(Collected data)
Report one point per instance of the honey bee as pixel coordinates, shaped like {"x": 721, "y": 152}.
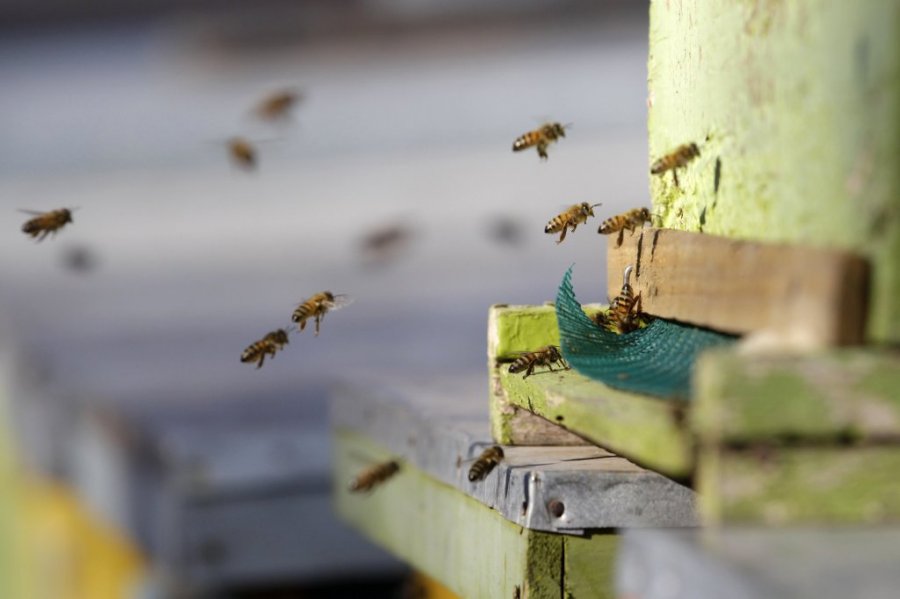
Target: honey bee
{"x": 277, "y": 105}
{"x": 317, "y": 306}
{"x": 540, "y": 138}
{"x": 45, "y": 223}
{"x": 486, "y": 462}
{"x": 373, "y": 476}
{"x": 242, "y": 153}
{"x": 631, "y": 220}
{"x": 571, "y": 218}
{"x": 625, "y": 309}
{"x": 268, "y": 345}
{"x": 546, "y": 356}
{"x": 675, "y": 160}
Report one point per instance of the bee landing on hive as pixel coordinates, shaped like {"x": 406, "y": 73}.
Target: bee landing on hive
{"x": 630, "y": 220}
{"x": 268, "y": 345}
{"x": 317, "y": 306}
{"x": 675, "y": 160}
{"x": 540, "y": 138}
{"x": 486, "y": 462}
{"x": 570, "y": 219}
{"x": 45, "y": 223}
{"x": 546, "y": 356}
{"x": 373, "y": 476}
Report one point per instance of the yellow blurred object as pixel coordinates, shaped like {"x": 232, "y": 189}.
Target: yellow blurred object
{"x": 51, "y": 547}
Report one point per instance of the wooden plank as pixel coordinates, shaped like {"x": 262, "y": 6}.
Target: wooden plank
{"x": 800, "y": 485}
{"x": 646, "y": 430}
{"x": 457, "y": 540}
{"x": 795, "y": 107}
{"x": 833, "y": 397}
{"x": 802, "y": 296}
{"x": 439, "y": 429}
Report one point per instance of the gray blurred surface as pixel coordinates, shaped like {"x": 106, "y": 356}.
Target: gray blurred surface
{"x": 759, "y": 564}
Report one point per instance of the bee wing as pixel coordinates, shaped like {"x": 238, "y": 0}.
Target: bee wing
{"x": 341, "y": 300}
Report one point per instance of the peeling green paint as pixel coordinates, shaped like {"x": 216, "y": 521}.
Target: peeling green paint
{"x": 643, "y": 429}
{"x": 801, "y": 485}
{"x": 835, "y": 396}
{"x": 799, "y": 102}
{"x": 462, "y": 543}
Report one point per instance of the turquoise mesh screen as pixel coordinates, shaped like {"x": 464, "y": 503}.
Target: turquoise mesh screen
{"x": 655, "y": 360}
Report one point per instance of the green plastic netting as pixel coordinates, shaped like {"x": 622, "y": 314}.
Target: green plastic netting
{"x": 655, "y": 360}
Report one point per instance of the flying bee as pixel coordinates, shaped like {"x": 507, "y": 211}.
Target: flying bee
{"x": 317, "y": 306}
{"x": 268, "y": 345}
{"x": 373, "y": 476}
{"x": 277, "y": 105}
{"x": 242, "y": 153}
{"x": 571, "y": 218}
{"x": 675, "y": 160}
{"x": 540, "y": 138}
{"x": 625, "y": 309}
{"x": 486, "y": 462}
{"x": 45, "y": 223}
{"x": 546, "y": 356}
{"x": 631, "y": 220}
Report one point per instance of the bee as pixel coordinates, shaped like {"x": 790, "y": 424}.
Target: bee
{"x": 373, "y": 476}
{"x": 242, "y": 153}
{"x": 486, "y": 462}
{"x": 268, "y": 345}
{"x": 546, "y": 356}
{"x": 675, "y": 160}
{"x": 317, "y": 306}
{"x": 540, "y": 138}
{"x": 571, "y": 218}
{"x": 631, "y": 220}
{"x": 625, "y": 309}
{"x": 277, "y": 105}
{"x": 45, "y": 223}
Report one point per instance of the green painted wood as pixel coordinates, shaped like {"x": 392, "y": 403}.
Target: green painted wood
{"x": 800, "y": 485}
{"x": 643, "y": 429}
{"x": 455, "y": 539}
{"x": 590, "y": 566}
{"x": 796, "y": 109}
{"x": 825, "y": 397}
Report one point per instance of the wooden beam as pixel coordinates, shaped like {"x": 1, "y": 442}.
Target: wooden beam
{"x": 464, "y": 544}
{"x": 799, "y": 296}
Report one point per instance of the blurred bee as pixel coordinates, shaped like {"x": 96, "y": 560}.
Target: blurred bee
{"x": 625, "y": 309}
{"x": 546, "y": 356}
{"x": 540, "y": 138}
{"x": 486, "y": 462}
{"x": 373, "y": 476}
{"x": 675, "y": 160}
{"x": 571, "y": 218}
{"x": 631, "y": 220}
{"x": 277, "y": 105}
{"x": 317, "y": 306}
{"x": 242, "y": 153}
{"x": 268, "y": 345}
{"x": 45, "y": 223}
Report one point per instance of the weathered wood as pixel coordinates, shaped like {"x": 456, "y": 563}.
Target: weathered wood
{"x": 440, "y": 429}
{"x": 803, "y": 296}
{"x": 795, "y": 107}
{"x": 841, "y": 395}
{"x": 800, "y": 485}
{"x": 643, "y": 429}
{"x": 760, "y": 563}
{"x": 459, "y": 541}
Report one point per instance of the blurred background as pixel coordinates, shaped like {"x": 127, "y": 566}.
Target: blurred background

--

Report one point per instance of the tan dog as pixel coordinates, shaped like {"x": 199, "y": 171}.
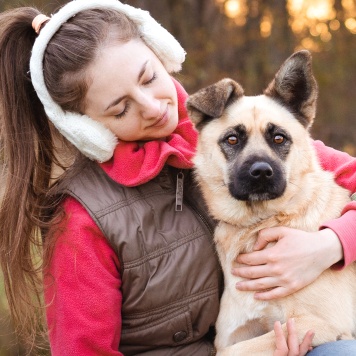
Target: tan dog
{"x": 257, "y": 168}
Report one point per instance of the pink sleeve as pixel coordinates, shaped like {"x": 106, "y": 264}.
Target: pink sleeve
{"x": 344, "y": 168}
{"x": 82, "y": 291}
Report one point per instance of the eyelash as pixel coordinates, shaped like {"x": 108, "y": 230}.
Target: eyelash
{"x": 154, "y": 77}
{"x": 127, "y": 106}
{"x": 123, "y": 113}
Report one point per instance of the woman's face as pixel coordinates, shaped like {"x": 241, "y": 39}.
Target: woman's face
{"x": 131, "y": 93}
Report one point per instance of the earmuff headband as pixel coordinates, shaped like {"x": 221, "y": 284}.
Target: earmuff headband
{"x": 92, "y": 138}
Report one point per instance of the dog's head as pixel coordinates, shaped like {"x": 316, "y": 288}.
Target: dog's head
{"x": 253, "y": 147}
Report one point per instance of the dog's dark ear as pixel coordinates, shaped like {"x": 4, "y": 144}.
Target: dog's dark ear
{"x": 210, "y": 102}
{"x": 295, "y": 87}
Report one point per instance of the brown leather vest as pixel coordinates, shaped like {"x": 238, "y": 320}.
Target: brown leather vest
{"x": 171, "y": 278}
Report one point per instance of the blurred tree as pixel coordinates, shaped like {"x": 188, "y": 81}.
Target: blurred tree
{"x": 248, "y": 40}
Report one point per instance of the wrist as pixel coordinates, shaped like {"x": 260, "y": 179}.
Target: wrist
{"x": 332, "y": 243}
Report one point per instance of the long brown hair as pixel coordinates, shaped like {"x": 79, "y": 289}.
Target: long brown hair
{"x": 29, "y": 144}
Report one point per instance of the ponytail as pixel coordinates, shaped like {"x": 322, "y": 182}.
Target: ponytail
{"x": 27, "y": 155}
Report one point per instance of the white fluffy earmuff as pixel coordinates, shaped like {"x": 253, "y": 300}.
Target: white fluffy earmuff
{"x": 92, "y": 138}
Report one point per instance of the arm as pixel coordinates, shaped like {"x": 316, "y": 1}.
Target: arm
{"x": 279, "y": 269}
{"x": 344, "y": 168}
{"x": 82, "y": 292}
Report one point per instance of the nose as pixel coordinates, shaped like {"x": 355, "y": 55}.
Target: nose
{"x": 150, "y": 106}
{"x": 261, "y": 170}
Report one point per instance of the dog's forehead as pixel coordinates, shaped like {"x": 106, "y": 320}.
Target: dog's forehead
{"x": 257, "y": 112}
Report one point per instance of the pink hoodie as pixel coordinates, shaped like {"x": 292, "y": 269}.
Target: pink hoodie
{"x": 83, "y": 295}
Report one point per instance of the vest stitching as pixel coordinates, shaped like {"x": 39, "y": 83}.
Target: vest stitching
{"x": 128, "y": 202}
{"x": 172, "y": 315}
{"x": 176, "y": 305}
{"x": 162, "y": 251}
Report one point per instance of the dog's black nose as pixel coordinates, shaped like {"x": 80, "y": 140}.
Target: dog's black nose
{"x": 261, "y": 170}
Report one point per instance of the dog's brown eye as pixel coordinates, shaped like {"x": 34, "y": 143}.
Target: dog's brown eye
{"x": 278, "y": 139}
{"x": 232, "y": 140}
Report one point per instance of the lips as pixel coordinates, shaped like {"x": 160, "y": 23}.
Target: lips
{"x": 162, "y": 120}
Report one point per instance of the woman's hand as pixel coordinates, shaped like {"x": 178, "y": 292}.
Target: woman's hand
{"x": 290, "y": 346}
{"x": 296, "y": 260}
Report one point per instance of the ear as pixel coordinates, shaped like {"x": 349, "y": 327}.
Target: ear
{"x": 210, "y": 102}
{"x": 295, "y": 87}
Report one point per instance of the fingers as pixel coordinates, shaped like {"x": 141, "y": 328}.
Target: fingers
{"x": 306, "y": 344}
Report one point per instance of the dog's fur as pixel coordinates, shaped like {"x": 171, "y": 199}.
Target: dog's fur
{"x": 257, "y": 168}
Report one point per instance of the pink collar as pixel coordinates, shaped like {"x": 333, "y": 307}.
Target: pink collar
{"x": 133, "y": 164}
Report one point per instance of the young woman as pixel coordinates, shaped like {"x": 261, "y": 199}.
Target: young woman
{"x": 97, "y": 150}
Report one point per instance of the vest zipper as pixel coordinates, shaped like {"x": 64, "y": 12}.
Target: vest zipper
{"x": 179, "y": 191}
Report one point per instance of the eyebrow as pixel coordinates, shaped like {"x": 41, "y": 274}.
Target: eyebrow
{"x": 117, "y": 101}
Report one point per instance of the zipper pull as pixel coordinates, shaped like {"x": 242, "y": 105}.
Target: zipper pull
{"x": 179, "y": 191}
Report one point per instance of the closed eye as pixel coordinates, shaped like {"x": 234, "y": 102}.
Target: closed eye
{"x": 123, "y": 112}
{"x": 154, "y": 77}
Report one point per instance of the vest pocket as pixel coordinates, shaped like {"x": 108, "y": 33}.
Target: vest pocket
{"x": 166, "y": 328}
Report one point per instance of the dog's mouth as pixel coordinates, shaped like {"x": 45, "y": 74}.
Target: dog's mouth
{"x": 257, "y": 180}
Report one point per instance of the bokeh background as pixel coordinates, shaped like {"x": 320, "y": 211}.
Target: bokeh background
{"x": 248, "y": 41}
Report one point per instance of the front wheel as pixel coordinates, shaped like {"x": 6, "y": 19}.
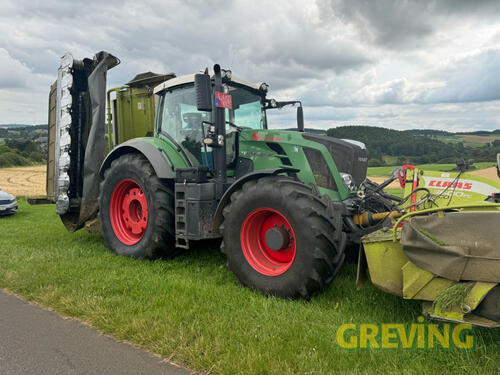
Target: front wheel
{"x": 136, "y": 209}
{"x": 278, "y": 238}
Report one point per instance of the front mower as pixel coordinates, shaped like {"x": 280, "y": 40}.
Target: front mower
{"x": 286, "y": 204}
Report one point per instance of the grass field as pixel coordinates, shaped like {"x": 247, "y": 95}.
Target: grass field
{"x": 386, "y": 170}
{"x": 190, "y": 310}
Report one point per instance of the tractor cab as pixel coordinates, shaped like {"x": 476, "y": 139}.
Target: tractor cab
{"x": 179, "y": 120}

> **Exercise brief**
Could you give the items again, starting at the line containing "Report one point per instance of the blurred bee" and ending at the line containing "Target: blurred background", with "weathered wood" renamed to "aged timber" and nothing else changed?

> **The output**
Report one point per instance of the blurred bee as pixel coordinates, shaped like {"x": 96, "y": 560}.
Target: blurred bee
{"x": 625, "y": 309}
{"x": 546, "y": 356}
{"x": 540, "y": 138}
{"x": 486, "y": 462}
{"x": 373, "y": 476}
{"x": 675, "y": 160}
{"x": 571, "y": 218}
{"x": 631, "y": 220}
{"x": 277, "y": 105}
{"x": 317, "y": 306}
{"x": 242, "y": 153}
{"x": 268, "y": 345}
{"x": 45, "y": 223}
Report one point per instance of the aged timber as pixel coordinates, shaped like {"x": 456, "y": 563}.
Target: aged timber
{"x": 440, "y": 429}
{"x": 803, "y": 296}
{"x": 795, "y": 107}
{"x": 841, "y": 395}
{"x": 800, "y": 485}
{"x": 643, "y": 429}
{"x": 760, "y": 563}
{"x": 459, "y": 541}
Report one point per instance of the blurred background as pixel coordinates, shaped like {"x": 127, "y": 566}.
Target: blurred background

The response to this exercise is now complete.